* [引用文]
VOCALOIDは知っていたが曲を書いたのは初めてという浅倉氏は、「人間が歌っても気持ちよく聞こえる曲というところではぜんぜん変わらないので、そこはもう普通に自分流で作りましたけど」「KYOとYUUとWILの声がすごい豊かなんですね。なんで、3人ユニットをいかにかっこよく歌い分けで見せられるかな、みたいなところでは僕はすごい楽しんでやらせてもらいました」とも。VOCALOIDならでは曲の作り方については「ミックスの段階ではいろいろ苦労しましたけどね。人間みたいな勝手にビートで強弱がついたりとか、そういう部分がないんで、そのへんは自分の中の技を使ったりとか、ピッチの変え方を少しチューニング高めにとって明るめに聞こえるようにしたりとかそういうことはしましたけど。実際、曲に関してはぜんぜん。どっちかっていうと雪之丞さんがずいぶんS心があるトライを、言葉で選んでるな」とコメント。対する森氏は、「ちっちゃな『つ』、促音とか『ん』が入ってる発音とかそういうものをいっぱい入れてるんですね。それは浅倉さんが書かれたメロディがシンコペーションとかアンティシペーションとか、とにかくビートの流れ、強さをすごく強調したものだったので、さて、ZOLAくんたちがそれにどれだけ対応できるかということで、ちょっとSではないですけども、実験心で軽い個人的な調教はさせていただきました」と返した。


▲公式デモ曲「BERDERLESS」の作詞を手がけた森雪之丞氏。

* [記述問題 1]
VOCALOID曲の制作をめぐる引用文について答えてください。
(a) 浅倉氏は、明るめに聞こえるようにするためにピッチをどう変えたと述べていますか？
(b) 森氏が歌詞にいっぱい入れたと述べている発音は何ですか？
(c) 森氏が作詞を手がけた公式デモ曲の曲名は何ですか？
* [記述問題 2]
VOCALOID曲の制作をめぐる引用文を、最後の文のあとから書き継いでもらえますか？

(コレクションから抜粋した資料)
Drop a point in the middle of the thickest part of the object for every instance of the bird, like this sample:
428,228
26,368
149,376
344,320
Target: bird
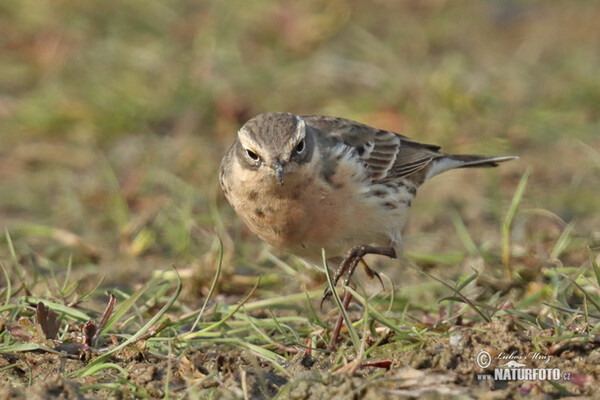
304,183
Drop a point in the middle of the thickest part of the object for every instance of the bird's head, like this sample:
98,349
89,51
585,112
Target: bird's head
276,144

--

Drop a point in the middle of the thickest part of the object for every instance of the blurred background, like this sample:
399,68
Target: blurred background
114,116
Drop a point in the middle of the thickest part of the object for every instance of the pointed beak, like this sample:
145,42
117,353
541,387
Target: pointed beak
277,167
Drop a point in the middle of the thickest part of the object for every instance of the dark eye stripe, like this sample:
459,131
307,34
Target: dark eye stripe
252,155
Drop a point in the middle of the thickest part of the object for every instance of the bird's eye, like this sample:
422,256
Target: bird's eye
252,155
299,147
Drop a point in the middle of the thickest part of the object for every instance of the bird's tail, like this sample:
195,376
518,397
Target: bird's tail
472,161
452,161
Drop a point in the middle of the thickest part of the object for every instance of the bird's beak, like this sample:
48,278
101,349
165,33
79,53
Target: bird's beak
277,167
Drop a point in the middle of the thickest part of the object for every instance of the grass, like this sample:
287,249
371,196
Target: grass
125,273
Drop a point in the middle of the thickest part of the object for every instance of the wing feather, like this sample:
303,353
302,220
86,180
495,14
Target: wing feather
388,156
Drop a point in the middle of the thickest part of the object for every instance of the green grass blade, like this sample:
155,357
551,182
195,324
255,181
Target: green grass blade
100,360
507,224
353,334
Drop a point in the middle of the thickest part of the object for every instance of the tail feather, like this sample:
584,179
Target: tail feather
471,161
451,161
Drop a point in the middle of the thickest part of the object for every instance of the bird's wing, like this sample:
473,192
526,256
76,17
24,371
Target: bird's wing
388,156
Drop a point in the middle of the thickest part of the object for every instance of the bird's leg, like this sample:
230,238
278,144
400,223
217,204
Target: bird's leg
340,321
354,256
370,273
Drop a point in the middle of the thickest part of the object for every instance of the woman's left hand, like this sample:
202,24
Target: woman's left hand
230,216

* [記述解答 1]
(a) チューニングを少し高めにとった。
(b) ちっちゃな「つ」（促音）や「ん」が入っている発音。
(c) 「BERDERLESS」。

* [記述解答 2]
初コラボに関しては、「いっしょにやれてほんとにうれしかった」「テンション上がりました」という浅倉氏に、「こちらこそ、このタイミングで浅倉さんといっしょにやれてうれしかった」「さっきからSとかいろんな発言が出てますけど、けっこうぐいぐい攻めてくる曲なんですよ。もうデモ・テープの段階から。もうそれにほんとに迎え撃つ気持ちでいいセッションができたと思います」と森氏。また、二人でのやりとりについて、「あまりばらしたくないんですけど」という森氏は「浅倉さんが『ZOLA』っていう言葉を入れてほしいって言ったんですよね。ZOLAって入る言葉って何があります? で、しょうがないから『空々しい』しかないなと思って。『空ZORAしいほど眩しくて』が入った時に、ソラ・ゾラってことは、濁音じゃないもので(始まって)濁音で終わるっていう言葉で、頭のピカ、ギラとか、そういうのが全部出てきた」「だから、すごい攻められたんですけど、攻め返した」と笑わせた。対する浅倉氏は「それを見事に歌い上げたZOLAのライブラリがすごいと思いました」「たぶん今聞いてくださった方も目をつぶって歌詞を見なくても言葉がくっきり聞こえてきてるっていうのに気づかれたんじゃないかなと思うんですけど。それを見事に歌い上げてくれた3人に拍手を送りたい」と続けた。


▲VOCALOID楽曲は初めてという浅倉大介氏。公式デモ曲の作曲を担当。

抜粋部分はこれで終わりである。